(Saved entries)
──────────
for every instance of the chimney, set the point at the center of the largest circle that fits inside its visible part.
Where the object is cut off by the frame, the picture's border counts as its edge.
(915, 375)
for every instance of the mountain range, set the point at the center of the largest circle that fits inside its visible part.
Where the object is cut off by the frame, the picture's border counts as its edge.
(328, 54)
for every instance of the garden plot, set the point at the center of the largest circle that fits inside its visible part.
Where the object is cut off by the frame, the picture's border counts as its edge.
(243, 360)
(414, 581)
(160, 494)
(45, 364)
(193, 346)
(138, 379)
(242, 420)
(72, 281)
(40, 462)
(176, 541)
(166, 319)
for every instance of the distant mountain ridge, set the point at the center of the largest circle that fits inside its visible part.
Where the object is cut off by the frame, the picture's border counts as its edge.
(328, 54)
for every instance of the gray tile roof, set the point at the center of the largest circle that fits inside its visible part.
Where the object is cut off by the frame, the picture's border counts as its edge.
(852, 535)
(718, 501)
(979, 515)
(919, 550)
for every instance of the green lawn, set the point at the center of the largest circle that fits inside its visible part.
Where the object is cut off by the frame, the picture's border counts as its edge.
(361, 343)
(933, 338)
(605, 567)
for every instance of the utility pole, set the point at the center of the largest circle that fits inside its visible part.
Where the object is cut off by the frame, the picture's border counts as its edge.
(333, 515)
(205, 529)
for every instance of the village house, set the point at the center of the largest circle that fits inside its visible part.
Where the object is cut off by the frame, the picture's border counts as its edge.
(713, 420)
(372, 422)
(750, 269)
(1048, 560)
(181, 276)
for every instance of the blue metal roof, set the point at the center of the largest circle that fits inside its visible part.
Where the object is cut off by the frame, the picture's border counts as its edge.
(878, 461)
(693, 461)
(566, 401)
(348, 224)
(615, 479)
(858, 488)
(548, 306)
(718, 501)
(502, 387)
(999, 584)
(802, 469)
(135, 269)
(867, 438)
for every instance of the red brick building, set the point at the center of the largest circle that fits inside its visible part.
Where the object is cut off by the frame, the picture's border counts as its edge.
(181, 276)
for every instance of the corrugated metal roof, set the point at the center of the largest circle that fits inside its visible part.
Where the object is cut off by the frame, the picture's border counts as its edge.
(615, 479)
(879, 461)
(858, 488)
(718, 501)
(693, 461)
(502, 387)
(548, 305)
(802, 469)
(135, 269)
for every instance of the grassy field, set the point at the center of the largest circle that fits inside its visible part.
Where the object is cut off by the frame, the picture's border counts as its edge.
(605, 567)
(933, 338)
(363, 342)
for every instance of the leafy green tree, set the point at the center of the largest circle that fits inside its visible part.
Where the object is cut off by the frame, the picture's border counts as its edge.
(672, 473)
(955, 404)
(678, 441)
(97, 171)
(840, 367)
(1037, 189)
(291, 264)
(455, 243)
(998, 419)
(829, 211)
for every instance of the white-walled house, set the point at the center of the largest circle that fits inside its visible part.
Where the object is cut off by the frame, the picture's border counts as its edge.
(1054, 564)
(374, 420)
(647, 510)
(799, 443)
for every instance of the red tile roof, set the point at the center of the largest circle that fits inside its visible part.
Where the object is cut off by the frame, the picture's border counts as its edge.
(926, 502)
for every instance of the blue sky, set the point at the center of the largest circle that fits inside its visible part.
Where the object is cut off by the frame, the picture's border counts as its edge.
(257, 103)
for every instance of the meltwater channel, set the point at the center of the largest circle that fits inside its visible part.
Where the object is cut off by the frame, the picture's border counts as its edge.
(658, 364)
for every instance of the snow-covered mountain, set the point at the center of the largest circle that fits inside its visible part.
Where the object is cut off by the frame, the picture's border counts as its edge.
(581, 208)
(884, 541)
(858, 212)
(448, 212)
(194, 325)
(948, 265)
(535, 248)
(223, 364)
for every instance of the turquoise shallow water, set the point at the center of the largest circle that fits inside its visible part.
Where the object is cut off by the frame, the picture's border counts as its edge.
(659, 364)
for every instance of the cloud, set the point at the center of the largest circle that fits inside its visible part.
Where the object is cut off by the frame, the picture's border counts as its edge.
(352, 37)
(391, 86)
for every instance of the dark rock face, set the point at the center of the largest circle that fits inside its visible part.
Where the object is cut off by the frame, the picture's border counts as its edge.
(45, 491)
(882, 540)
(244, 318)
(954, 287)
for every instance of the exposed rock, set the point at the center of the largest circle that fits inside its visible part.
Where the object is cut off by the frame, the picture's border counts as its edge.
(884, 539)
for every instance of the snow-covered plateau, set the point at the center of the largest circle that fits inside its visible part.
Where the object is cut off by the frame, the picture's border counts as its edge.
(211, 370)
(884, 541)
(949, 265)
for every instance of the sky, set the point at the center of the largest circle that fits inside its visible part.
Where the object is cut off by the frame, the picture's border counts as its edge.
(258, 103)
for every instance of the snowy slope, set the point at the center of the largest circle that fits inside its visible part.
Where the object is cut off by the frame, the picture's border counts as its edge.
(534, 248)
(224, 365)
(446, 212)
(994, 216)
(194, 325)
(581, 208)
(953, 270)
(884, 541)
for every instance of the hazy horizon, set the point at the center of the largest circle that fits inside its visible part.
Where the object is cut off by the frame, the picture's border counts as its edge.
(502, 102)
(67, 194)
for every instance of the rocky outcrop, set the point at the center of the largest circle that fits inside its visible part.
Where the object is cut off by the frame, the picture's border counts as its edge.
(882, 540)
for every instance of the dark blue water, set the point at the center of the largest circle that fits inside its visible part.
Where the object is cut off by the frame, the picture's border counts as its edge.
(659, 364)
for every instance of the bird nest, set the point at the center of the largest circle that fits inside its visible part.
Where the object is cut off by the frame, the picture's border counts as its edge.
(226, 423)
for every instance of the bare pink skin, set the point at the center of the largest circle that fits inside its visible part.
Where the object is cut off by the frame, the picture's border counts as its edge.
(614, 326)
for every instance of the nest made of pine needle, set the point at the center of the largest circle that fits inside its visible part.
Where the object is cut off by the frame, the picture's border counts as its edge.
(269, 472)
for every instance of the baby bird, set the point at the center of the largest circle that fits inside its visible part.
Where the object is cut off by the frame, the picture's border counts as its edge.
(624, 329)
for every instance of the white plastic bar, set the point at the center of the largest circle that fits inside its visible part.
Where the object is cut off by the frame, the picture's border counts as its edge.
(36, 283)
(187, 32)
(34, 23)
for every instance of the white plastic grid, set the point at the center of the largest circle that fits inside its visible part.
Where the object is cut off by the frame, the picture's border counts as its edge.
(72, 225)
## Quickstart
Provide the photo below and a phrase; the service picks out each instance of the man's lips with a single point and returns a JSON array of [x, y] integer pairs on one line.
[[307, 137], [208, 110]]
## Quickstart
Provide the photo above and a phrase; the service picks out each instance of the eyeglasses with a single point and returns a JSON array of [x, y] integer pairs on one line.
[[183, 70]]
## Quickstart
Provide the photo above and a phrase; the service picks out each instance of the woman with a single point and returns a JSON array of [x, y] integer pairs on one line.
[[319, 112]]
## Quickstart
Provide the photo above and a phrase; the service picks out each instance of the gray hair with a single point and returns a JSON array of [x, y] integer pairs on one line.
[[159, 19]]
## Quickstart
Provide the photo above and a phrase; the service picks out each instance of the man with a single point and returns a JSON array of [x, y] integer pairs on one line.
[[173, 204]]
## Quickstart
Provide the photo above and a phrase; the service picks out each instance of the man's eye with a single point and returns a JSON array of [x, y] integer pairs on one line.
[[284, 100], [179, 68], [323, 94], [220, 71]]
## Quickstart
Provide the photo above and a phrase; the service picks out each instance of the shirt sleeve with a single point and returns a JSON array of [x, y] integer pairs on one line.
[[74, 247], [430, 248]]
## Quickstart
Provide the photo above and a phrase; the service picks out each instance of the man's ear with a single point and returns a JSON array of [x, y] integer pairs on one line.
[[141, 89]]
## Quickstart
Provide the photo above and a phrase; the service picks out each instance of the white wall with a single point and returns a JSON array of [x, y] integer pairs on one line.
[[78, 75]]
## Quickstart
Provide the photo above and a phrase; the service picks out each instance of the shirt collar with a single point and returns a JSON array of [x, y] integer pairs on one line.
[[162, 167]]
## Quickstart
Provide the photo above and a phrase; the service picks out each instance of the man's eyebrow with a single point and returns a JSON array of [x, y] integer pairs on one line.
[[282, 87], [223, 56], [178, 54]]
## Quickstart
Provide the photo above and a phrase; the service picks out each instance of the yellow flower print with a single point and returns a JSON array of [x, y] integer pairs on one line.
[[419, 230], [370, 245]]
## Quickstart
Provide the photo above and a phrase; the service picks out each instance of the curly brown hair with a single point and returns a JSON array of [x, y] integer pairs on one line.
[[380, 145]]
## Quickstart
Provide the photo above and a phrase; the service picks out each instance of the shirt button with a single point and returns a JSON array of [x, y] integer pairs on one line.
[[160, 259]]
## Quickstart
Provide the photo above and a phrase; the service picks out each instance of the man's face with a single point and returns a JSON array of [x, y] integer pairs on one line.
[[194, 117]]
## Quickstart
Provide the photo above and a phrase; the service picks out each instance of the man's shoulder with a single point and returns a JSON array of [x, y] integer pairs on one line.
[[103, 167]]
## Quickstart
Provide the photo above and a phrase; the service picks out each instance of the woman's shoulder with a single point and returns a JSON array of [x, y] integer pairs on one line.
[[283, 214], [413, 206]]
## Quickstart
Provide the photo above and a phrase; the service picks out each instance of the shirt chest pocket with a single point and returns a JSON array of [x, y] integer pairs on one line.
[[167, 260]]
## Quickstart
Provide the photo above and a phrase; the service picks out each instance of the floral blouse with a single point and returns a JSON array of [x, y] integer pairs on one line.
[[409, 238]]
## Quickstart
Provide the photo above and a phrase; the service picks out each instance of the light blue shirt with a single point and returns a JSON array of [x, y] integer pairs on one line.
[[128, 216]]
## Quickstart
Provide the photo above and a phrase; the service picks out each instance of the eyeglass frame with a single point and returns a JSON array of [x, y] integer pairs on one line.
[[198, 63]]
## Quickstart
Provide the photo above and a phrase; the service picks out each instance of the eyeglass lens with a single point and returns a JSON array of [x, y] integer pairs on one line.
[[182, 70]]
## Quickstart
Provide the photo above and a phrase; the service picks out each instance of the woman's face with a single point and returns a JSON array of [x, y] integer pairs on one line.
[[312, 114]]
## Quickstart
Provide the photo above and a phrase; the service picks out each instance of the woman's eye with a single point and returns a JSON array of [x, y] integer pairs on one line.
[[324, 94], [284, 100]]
──────────
◆ What you have to do
Starting with the line with "for every instance of the white-walled" above and going on through the line with "for every instance of the exposed", transcribe every line exactly, both ends included, and add nothing.

◆ Task answer
for every instance of the white-walled house, set the point at the center of the largest circle that fits inside its visible part.
Where the object is cut off by the frame, the picture's border counts as its edge.
(1054, 564)
(374, 420)
(647, 510)
(799, 443)
for every instance of the red tile roof, set the point at the center of the largest circle that fits inside its visible part.
Where the object is cut off by the frame, the picture's border counts as its edge.
(926, 502)
for every instance of the blue sky, set the point at the center of the largest circle that fits inside its visible part.
Where the object is cut off by the frame, the picture's border counts as its edge.
(257, 103)
for every instance of the meltwater channel, set the point at the center of the largest circle that fits inside its visible part.
Where the object is cut off by the frame, the picture's border counts as its edge.
(658, 364)
for every instance of the snow-covered mountain, set the point at the center of the largest circle that fits inside its visible part.
Where the object is cut off by the frame, the picture's border counts as its edge.
(581, 208)
(884, 541)
(858, 212)
(448, 212)
(194, 325)
(948, 265)
(535, 248)
(223, 364)
for every instance of the turquoise shallow water, set the point at the center of the largest circle that fits inside its visible part.
Where the object is cut off by the frame, the picture's border counts as its edge.
(659, 364)
for every instance of the cloud, set the point at the center of the largest circle that fits inside its visible part.
Where the object is cut off by the frame, the picture's border counts as its edge.
(352, 37)
(391, 86)
for every instance of the dark rock face, set the point at the center of the largest circle that fits inside its visible part.
Where the object is cut off by the frame, the picture's border counts as its edge.
(45, 491)
(882, 540)
(244, 318)
(954, 287)
for every instance of the exposed rock, set the point at the center of the largest circle that fits inside its visible part.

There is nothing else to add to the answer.